**TASK BRIEF:** Write the material out again in full, exactly.

**EXTRACTED ENTRIES:**
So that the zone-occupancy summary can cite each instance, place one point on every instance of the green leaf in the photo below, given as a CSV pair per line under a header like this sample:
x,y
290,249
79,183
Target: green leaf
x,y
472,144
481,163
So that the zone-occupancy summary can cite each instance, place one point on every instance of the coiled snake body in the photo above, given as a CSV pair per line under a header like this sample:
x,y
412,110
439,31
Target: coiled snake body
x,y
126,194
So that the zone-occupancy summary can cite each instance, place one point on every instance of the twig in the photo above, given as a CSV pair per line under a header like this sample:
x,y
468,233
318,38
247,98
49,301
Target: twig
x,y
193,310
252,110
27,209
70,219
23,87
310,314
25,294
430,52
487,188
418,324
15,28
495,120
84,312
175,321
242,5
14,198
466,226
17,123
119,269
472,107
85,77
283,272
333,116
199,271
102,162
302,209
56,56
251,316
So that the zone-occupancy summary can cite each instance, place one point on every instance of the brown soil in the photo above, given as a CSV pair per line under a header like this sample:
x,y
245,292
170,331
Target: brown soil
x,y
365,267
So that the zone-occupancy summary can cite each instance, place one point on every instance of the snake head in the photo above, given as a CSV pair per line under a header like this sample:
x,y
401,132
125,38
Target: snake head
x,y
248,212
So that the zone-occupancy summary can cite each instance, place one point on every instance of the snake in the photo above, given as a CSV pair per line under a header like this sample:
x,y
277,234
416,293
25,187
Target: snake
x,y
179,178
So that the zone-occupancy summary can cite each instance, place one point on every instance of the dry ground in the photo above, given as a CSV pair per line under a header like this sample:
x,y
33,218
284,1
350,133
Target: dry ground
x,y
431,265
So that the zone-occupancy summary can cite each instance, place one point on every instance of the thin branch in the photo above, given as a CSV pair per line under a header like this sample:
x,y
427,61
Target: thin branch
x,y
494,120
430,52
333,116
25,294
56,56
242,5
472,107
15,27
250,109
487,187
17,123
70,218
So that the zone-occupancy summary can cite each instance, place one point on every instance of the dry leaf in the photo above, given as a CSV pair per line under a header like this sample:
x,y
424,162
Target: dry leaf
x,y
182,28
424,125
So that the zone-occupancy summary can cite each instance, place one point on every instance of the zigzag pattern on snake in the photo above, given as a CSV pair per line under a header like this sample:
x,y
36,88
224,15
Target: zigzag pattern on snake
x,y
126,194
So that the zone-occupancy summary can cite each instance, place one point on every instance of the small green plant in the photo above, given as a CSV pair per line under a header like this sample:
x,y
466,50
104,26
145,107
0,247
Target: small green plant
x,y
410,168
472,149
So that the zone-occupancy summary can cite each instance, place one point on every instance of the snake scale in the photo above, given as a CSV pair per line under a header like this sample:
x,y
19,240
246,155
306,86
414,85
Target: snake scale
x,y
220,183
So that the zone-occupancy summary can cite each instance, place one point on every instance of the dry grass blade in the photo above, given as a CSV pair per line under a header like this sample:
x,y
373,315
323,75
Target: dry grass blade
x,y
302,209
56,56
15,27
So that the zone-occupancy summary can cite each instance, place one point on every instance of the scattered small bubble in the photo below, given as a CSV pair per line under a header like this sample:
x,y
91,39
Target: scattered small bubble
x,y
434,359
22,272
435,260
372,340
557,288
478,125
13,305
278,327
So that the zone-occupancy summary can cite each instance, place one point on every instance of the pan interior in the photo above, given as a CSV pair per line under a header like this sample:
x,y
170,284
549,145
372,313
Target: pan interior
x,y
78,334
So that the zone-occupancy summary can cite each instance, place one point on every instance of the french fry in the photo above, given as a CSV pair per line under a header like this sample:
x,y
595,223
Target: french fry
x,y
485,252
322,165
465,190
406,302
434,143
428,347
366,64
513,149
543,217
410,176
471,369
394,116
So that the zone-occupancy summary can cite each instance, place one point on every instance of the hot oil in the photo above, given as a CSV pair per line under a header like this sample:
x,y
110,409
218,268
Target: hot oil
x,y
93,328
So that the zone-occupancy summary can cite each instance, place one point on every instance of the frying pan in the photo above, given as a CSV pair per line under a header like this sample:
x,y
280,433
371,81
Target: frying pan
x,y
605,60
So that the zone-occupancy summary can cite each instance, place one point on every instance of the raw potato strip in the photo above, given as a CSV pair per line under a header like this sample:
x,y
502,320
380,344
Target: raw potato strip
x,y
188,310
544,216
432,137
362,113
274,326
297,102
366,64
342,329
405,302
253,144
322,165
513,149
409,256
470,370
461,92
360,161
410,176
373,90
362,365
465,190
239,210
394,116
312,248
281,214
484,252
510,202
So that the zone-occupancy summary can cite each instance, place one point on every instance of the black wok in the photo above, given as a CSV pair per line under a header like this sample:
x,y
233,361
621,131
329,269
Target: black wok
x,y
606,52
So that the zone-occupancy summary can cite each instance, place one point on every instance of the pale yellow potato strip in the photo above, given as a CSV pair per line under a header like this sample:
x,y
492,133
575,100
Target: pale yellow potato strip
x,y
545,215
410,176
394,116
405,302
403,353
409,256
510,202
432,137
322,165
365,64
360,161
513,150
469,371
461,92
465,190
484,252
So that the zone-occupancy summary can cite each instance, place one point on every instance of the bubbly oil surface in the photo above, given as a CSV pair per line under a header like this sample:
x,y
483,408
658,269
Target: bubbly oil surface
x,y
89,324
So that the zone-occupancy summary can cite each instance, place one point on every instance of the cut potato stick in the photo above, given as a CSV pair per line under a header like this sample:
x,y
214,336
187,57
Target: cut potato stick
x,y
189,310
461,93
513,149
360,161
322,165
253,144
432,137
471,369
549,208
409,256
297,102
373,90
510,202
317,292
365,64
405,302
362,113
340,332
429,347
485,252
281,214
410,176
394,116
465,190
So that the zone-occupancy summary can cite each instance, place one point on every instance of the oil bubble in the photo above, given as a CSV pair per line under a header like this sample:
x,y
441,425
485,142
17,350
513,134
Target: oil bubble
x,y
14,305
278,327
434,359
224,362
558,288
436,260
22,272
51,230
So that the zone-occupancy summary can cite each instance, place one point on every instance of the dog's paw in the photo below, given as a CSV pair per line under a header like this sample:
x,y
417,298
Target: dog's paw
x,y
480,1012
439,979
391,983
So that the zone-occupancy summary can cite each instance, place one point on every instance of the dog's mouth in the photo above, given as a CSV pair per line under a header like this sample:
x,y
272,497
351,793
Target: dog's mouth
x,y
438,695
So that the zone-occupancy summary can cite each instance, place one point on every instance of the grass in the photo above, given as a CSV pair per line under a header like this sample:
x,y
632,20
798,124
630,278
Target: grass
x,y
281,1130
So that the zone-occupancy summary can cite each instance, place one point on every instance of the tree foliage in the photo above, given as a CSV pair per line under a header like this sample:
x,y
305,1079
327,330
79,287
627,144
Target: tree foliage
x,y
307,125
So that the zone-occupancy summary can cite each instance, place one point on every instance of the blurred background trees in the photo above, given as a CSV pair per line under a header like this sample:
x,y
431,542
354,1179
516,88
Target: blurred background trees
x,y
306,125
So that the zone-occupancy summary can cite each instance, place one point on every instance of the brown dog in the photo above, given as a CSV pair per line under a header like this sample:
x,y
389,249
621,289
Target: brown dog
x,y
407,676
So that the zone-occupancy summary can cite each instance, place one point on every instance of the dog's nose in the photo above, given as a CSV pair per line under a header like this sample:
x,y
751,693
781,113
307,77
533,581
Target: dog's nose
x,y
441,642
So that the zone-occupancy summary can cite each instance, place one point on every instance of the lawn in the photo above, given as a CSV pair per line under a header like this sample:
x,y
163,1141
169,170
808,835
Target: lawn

**EXERCISE ANSWER:**
So that the zone-occupancy summary can cite each instance, place one point on every instance of the green leaf in the photo below, given as a CSV pair per line under a header like this sample:
x,y
290,249
79,183
Target: green leaf
x,y
472,144
481,163
So that the zone-occupancy summary can cite each instance, place one point on every instance of the coiled snake body in the photo above, given as a CSV pair per line under a header like this sample:
x,y
412,110
439,31
Target: coiled snake body
x,y
126,194
So that the zone-occupancy summary can cite each instance, place one point on every instance of the twig in the photo above, given as a CSV pair per line under a header like this sample:
x,y
468,233
318,38
247,98
49,301
Target: twig
x,y
193,310
252,110
27,209
70,219
23,87
310,314
25,294
430,52
487,188
418,324
15,28
495,120
84,312
175,321
242,5
14,198
466,226
17,123
119,269
472,107
85,77
283,272
333,116
199,271
102,162
302,209
56,56
251,316
So that the zone-occupancy summary can cite each instance, place one point on every instance of the brown soil in the photo above, given as a CSV pair per line under a header like this sample:
x,y
245,292
170,331
Target: brown soil
x,y
365,267
So that the zone-occupancy summary can cite each instance, place one point on every instance of the snake head in the photo above, given as a CSV pair per line under a header like this sample:
x,y
401,132
125,38
Target: snake head
x,y
248,212
So that the zone-occupancy summary can cite each instance, place one point on every instance of the snake in the photo above, given as a CSV pair per line under a header like this sample:
x,y
277,234
416,293
25,187
Target: snake
x,y
179,178
So that the zone-occupancy summary can cite each instance, place one point on every instance of the dry ground in the photo above, given as a CSV pair per line under a header like this sample:
x,y
33,218
284,1
350,133
Target: dry ground
x,y
431,265
So that the zone-occupancy summary can cite each instance, place one point on every instance of the thin branch in the photo above, given as a CSV pair per line under a header like this sample:
x,y
427,61
Target: thin branch
x,y
494,120
430,52
333,116
25,294
56,56
242,5
472,107
15,27
250,109
487,187
17,123
70,218
So that the zone-occupancy summary can cite each instance, place one point on every instance of the dry leaf in the photo above, given as a CSV pair per line under a header like this sample:
x,y
424,162
Target: dry leaf
x,y
182,28
424,125
So that the zone-occupancy summary can cite each instance, place one point on every instance of the zigzag pattern on snake in the photo above, given as a CSV pair per line under a header like this sample:
x,y
36,88
224,15
Target: zigzag pattern on snake
x,y
126,194
So that the zone-occupancy summary can cite each instance, place one point on every instance of the small green plant in the photo above, given as a CSV pair per line under a header like this sample:
x,y
466,50
104,26
145,107
0,247
Target: small green plant
x,y
410,168
472,149
So that the zone-occupancy summary can cite each instance, place one point on every instance of the snake scale in the photo above, given as a CSV pair per line under a header like this sample:
x,y
19,240
246,155
306,86
414,85
Target: snake scale
x,y
220,183
So that the zone-occupancy summary can cite each instance, place one point on every instance of the dry grass blade in the photo above, given as a CSV pair per line under a header like this sample:
x,y
373,315
323,75
Target: dry grass blade
x,y
302,209
56,56
15,27
So that the zone-occupancy summary can cite each instance, place one point on every instance of the scattered small bubble in the photo below, given as a CSV pair per line under a header like this sample:
x,y
91,39
Target: scattered small bubble
x,y
434,359
22,272
435,260
372,340
557,288
478,125
13,305
278,327
So that the zone-occupancy summary can cite each instance, place one point on every instance of the pan interior in the photo above, given as a CSV pair per line under a header like this sample:
x,y
170,284
549,145
372,313
Target: pan interior
x,y
78,334
So that the zone-occupancy summary can cite each instance, place one point on every instance of the french fry in the photo above, given as a CSV pair per line under a header like this sample:
x,y
595,223
Target: french fry
x,y
485,252
322,165
465,190
406,302
434,143
428,347
366,64
513,149
543,217
410,176
471,369
394,116
So that the zone-occupancy summary can cite each instance, place one point on every instance of the hot oil in the photo above, given as a CSV pair per line under a header like this sample:
x,y
110,409
218,268
Target: hot oil
x,y
93,328
So that the zone-occupancy summary can cite each instance, place one point on every instance of the frying pan in the photo above, given as a CSV pair per line under a header like this sample:
x,y
280,433
371,81
Target: frying pan
x,y
605,60
So that the zone-occupancy summary can cite each instance, place one point on every instance of the raw potato strip in the photo above, given as a CSV pair per line under a header like this sample:
x,y
502,320
380,344
Target: raw potato strip
x,y
188,310
544,216
432,137
362,113
274,326
297,102
366,64
342,329
405,302
253,144
322,165
513,149
409,256
470,370
461,92
360,161
410,176
373,90
362,365
465,190
239,210
394,116
312,248
281,214
484,252
510,202
So that the zone-occupancy summary can cite each instance, place one point on every instance of the black wok in the photo above, given as a CSV pair per line under a header like this sample:
x,y
233,361
621,131
329,269
Target: black wok
x,y
606,52
So that the zone-occupancy summary can cite each instance, place one point on every instance of the pale yellow potato strip in the photo above, given as a CSV pair per line under a header like this sample:
x,y
492,133
575,100
Target: pale yellow potato strip
x,y
545,215
410,176
394,116
405,302
403,353
409,256
510,202
432,137
322,165
365,64
360,161
513,150
469,371
461,92
465,190
484,252
So that the zone-occupancy summary can cite each instance, place one point on every instance of the bubbly oil surface in the photo above, given as a CSV pair per line under a header like this sample:
x,y
483,408
658,269
Target: bubbly oil surface
x,y
89,324
So that the zone-occupancy summary can cite each instance, place one point on every instance of the cut potato stick in the photo above, given as a CSV pair per line under a header like this sample:
x,y
214,336
187,57
Target: cut potato stick
x,y
189,310
461,93
513,149
360,161
322,165
253,144
432,137
471,369
549,208
409,256
297,102
373,90
510,202
317,292
365,64
405,302
362,113
340,332
429,347
485,252
281,214
410,176
394,116
465,190
So that the zone-occupancy summary can cite each instance, place one point on every instance of the oil bubble in the photo above, given as a CSV pair per line under a header like this sample:
x,y
441,425
485,142
17,350
513,134
Target: oil bubble
x,y
14,305
278,327
434,359
224,362
558,288
436,260
22,272
51,230
So that the zone-occupancy summary can cite each instance, place one point on every instance of the dog's paw in the photo below, given as a CSV pair per line under a header like this sample:
x,y
417,298
Target: dog's paw
x,y
480,1012
439,979
391,983
So that the zone-occupancy summary can cite each instance, place one point on every instance of the dog's mouth in the photo above, given as a CSV pair per line under a header like this sample:
x,y
272,497
351,793
Target: dog's mouth
x,y
438,695
So that the zone-occupancy summary can cite each instance, place one point on every instance of the grass in the photo above, given as a CSV pair per line under a header like this sample:
x,y
632,20
798,124
630,278
Target: grass
x,y
281,1130
So that the zone-occupancy summary can cite each instance, place one point on every instance of the tree foliage in the photo above, given as a CSV pair per line under a header like this sample:
x,y
305,1079
327,330
79,287
627,144
Target: tree foliage
x,y
307,125
So that the zone-occupancy summary can cite each instance, place one point on every instance of the blurred background trees in the photo above, given as a CSV pair per line under a header like this sample:
x,y
431,542
354,1179
516,88
Target: blurred background trees
x,y
306,125
So that the zone-occupancy summary can cite each instance, place one point on every instance of the brown dog in the photo above, given as a CSV pair per line under a header like this sample:
x,y
389,249
621,289
Target: brown dog
x,y
407,676
So that the zone-occupancy summary can cite each instance, place one point on every instance of the dog's nose in the photo above, given as a CSV pair per line under a header like this sample:
x,y
751,693
781,113
307,77
533,581
Target: dog's nose
x,y
441,642
So that the zone-occupancy summary can cite each instance, place one point on every instance of the lawn in the photo above, given as a CSV pair per line under a header like this sample:
x,y
163,1141
169,170
808,835
Target: lawn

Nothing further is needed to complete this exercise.